TASK GOAL - Copy out the listing in full, exactly as written, but not its pictures.

RECORDS SHOWN -
——

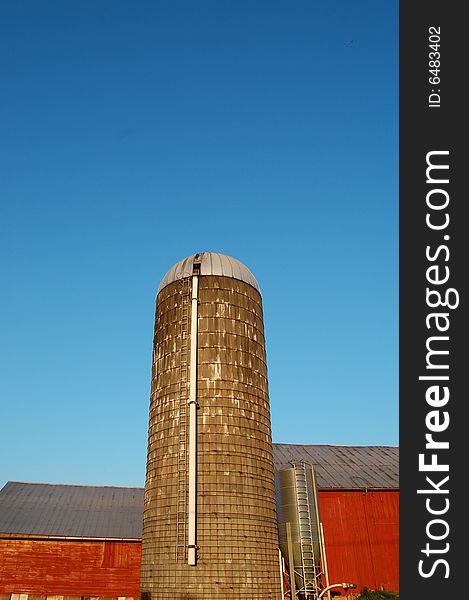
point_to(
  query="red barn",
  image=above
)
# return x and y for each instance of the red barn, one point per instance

——

FINAL RESULT -
point_to(
  query="red barn",
  image=above
)
# return x and y for each instance of the red barn, one point per instance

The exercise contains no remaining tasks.